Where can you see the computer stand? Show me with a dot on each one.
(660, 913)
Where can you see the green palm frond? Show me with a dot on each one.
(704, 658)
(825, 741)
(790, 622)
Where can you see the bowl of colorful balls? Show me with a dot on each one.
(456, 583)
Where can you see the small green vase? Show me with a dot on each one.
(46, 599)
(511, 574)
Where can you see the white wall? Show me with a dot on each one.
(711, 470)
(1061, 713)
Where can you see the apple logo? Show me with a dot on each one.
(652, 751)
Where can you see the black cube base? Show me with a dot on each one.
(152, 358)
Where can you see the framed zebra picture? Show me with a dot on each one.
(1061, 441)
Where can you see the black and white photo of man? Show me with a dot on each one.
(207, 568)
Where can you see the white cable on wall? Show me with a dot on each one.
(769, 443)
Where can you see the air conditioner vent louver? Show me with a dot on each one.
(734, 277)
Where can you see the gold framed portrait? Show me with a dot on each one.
--
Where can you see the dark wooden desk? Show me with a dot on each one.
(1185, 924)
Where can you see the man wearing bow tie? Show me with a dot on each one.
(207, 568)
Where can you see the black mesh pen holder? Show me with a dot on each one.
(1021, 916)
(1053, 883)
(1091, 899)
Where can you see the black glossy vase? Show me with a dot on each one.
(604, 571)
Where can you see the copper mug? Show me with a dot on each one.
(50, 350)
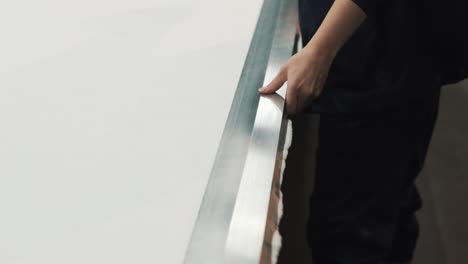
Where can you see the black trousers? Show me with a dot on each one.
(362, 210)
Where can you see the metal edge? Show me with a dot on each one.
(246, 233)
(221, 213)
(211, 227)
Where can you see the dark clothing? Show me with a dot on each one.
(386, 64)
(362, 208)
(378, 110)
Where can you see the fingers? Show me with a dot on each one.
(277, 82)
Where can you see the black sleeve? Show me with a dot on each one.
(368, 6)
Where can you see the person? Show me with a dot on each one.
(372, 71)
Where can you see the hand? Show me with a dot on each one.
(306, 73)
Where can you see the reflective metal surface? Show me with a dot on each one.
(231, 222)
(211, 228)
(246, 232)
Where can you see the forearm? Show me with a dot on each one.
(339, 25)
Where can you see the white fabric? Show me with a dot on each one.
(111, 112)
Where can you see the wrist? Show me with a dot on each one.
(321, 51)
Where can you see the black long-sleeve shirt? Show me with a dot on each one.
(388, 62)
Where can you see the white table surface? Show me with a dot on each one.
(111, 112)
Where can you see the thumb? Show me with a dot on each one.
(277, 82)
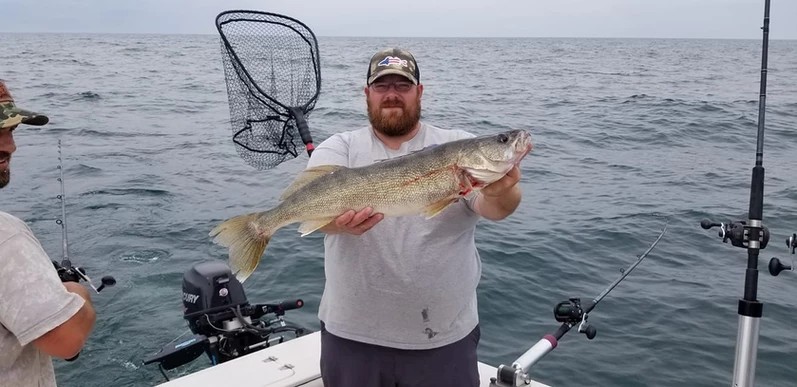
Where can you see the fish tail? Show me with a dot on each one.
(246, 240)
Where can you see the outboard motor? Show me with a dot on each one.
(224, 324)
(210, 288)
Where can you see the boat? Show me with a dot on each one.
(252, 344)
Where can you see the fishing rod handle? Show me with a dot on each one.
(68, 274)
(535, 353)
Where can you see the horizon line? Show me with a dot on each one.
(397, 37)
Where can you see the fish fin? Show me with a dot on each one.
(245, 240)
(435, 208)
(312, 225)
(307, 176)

» **EXERCISE DETAILS**
Can you copy out the entries above word for word, starting with the line containing "Where can you see the computer" and going on through the line containing "(1061, 441)", with both of those lines included?

» **COMPLETED EXERCISE**
Where can you see the computer stand? Show me with a dot on each one.
(660, 913)
Where can you see the green palm frond? Show me with a dot on each one.
(704, 658)
(825, 741)
(790, 622)
Where can you see the bowl of colorful balls? Show me with a dot on each one.
(456, 583)
Where can you see the small green vase? Show me with a dot on each one.
(46, 599)
(511, 574)
Where can you see the white wall? Show me with a dot on each one.
(711, 470)
(1061, 713)
Where can you see the apple logo? Show me with a dot on each one.
(652, 751)
Where can you see the black cube base? Show me with a dot on each one.
(152, 358)
Where can you see the framed zebra picture? Show me with a dot on each one.
(1061, 441)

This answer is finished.